### What is being asked
Write out all of the records precisely. Skip anything that is a picture.

########

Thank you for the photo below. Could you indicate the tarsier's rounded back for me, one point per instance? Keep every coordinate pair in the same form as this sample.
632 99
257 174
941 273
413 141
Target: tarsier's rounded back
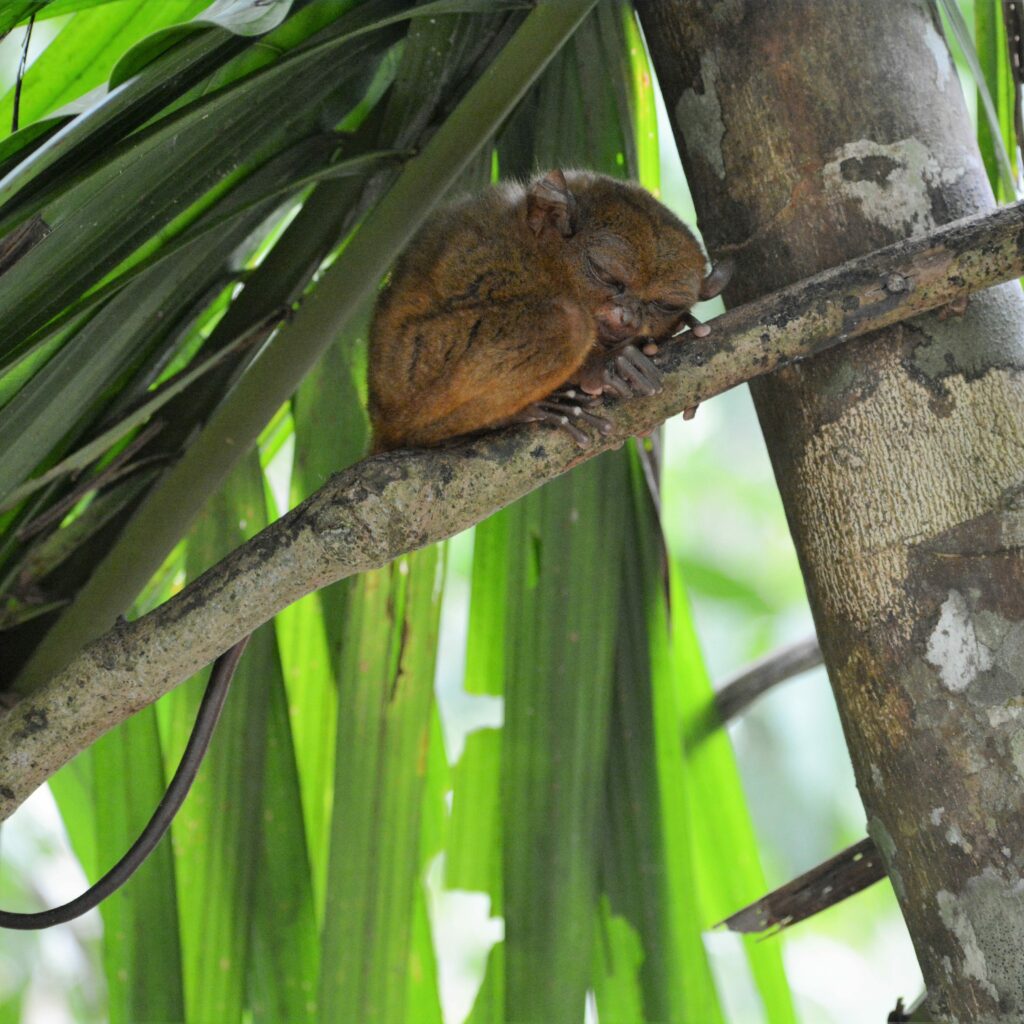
525 302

########

### Written answer
Thank you for the photo below. Could you indicate the tarsier's rounded back for me, one point per instance? Keep every coordinate pair in the same form as this sample.
632 99
257 174
941 273
413 141
Target: tarsier's rounded back
525 302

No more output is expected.